▶ [WORKING DATA]:
━━━━━━━━

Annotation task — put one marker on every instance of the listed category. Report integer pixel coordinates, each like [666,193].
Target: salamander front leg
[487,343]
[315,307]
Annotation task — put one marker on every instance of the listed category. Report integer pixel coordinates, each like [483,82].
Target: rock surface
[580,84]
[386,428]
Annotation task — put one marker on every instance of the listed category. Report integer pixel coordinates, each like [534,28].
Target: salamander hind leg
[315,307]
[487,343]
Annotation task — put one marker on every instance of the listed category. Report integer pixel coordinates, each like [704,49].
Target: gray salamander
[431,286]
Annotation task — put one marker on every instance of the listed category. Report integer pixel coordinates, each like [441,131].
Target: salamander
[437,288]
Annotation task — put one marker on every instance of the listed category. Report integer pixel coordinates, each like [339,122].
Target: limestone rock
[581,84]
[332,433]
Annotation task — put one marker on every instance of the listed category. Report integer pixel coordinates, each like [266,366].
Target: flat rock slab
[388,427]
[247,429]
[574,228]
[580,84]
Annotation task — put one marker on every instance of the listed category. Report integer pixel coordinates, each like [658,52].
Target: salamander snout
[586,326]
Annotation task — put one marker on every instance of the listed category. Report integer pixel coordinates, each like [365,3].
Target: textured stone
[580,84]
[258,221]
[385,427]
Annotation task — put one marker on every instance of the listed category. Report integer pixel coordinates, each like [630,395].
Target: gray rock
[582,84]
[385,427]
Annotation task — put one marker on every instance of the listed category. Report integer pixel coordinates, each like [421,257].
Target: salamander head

━━━━━━━━

▶ [GOAL OF THE EXERCISE]: Please reproduce the records word for word, starting at the line that contains "each like [339,122]." and ending with the final line of the records, including both of those lines.

▶ [SOLUTION TO THIS EXERCISE]:
Annotation task — put one marker on every instance of the listed category. Report integer pixel coordinates, each like [339,122].
Target: limestone rock
[581,84]
[332,433]
Annotation task — put one marker on every instance of the listed category. Report integer pixel coordinates, each like [266,366].
Target: flat rock slab
[388,427]
[247,429]
[574,228]
[580,84]
Annotation task — put one marker on every instance of the listed category. Report integer pixel coordinates, each like [658,52].
Target: salamander snout
[586,326]
Annotation task — put one marker on every instance of the listed category. Report integer pixel coordinates, each like [365,3].
Target: textured stone
[580,84]
[258,221]
[385,427]
Annotation task — put one marker on every instance of the listed category. Report integer pixel coordinates, each like [630,395].
Target: gray rock
[582,84]
[385,427]
Annotation task — put one marker on every instance of the listed category. Report integer pixel coordinates, each like [421,257].
Target: salamander head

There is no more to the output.